## SUPPLIED RECORDS
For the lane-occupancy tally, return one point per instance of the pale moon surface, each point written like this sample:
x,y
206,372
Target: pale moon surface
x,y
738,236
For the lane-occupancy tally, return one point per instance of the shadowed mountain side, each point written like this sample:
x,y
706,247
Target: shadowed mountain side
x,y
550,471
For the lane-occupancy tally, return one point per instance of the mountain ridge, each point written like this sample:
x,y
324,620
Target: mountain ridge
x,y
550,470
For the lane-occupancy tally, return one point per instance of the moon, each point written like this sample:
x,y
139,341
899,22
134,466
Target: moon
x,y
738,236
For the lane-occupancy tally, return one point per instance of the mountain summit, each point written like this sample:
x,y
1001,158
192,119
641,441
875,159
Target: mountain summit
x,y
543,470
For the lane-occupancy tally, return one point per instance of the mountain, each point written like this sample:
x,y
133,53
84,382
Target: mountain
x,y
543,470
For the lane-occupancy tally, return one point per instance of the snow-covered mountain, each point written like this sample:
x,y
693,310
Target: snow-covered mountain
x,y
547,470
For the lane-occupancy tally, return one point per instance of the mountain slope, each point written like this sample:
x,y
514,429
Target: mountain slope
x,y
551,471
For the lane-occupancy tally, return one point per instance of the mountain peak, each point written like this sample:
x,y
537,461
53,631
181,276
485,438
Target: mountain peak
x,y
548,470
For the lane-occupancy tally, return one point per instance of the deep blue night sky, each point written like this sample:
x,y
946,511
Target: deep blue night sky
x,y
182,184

## EXERCISE
Please rename "lane-occupancy tally" to "landmark tally" throughout all the items above and reproduce them with nothing else changed.

## WRITTEN REPLY
For the landmark tally, return one point per instance of the pale moon surface, each point written like this sample:
x,y
206,372
Target: pale moon surface
x,y
738,236
For the landmark tally, return one point per instance of the shadowed mountain side, each point written like this sample:
x,y
706,247
Target: shadowed mountain side
x,y
550,471
For the landmark tally, return one point per instance of the mountain ridge, each point written like this sample:
x,y
324,620
Target: mountain ridge
x,y
550,470
For the landmark tally, return one point per instance of the moon, each point written like this sample:
x,y
139,341
899,22
134,466
Target: moon
x,y
738,236
For the landmark tally, return one point per instance of the mountain summit, each point written like this sample:
x,y
1001,158
192,119
641,441
875,159
Target: mountain summit
x,y
543,470
For the landmark tally, return one point per instance of the mountain, each point written like this sample:
x,y
133,53
84,382
Target: mountain
x,y
543,470
For the landmark tally, return one point per instance of the snow-covered mountain, each point written like this sample:
x,y
693,310
Target: snow-covered mountain
x,y
547,470
For the landmark tally, return one point per instance of the mountain slope, each point written like this sample:
x,y
514,429
Target: mountain slope
x,y
551,471
For the landmark tally, return one point per instance of the mountain peak, each point written like this sample:
x,y
537,461
53,631
181,276
485,438
Target: mountain peak
x,y
548,470
For the landmark tally, return one point per instance of the deep blue night sky, each point written like this sample:
x,y
946,511
Target: deep blue night sky
x,y
182,184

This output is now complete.